Passage:
Title: High Level Design of Role Based Access Controller in SQOOP 2
JIRA : SQOOP-1834 and its sub tickets, SQOOP-2048 and its sub tickets
Problem
Sqoop 2 needs a pluggable role based access controller (RBAC), which is responsible for the authorization to Sqoop 2 resources, such as server, connector, link, job, etc.
Basic Idea
- The access controller is pluggable
- Set controller class in sqoop.properties
org.apache.sqoop.accessController.class=org.apache.sqoop.accessController.DefaultSqoopAuthorizerImpl
- The default implement in Sqoop 2 could be a FAKE controller (always return true)
- The access controller class could be implemented by other controller framework, such as Sentry
- Connector
Resource, actions and rules
Server has three children: Connector, Link, Job.
- It is a hierarchy mode. If a user has the privilege of {server, all}, then he/she has all privileges of {connector, all}, {link, all} and {job, all}.
- If a user has the privilege of {job, all}, then he/she has both privileges of {job, read} and {job, write}.
- If a user want to create a link, then he/she need to have the privilege of {server, create}
Resource | Global Namespace |
---|---|
Server |
|
Connector |
|
Link |
|
Job |
|
Action | Privilege needed |
---|---|
show connector |
|
show link |
|
create link |
|
update link |
|
delete link |
|
enable link |
|
disable link |
|
show job |
|
create job |
|
update job |
|
delete job |
|
enable job |
|
disable job |
|
start job |
|
stop job |
|
show submission |
|
Authorization framework
- Config in sqoop.properties
#org.apache.sqoop.authorization.handler=org.apache.sqoop.security.DefaultAuthorizationHandler #org.apache.sqoop.authorization.controller=org.apache.sqoop.security.DefaultAccessController #org.apache.sqoop.authorization.validator=org.apache.sqoop.security.DefaultAuthorizationValidator
- Four metadata classes.

Recorded data:
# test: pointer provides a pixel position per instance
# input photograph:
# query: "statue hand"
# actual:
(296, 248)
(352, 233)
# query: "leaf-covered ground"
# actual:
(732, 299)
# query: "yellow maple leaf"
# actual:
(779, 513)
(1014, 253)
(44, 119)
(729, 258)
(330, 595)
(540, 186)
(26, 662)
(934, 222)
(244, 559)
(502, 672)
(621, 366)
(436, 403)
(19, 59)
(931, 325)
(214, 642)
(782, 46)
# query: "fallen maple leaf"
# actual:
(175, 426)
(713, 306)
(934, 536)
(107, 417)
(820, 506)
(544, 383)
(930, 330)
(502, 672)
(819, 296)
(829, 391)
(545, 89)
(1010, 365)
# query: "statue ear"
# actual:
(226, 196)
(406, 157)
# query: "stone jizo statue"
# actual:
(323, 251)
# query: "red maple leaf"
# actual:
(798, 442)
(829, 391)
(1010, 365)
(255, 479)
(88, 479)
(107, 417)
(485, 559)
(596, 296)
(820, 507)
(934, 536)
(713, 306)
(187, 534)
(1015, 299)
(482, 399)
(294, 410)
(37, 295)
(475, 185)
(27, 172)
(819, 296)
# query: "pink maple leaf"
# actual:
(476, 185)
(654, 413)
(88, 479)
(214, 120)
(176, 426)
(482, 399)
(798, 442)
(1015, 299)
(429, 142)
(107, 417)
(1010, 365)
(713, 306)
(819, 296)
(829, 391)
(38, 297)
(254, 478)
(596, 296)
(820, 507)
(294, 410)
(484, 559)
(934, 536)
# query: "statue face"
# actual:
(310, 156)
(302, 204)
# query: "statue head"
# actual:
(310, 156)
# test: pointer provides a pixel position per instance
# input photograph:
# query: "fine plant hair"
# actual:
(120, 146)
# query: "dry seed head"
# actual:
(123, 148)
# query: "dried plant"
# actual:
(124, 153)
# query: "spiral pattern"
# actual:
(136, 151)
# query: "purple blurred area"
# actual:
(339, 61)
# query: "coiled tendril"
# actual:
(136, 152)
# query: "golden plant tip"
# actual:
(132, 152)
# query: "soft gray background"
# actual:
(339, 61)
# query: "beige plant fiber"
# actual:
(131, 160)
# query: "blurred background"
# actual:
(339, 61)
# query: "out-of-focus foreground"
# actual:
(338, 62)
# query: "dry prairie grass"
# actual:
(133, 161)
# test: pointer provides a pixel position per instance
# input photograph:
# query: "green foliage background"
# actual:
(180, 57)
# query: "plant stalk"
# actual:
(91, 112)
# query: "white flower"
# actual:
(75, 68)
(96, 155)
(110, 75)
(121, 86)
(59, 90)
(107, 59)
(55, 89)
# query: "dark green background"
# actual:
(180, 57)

Instructions to follow:
Can you print the Sqoop 2 access controller design from "- The access controller class" up to and including "Connector, Link, Job.", word for word? The rows are separate material and are not part of the Sqoop 2 access controller design.

Task solution:
- The access controller class could be implemented by other controller framework, such as Sentry
- Connector
Resource, actions and rules
Server has three children: Connector, Link, Job.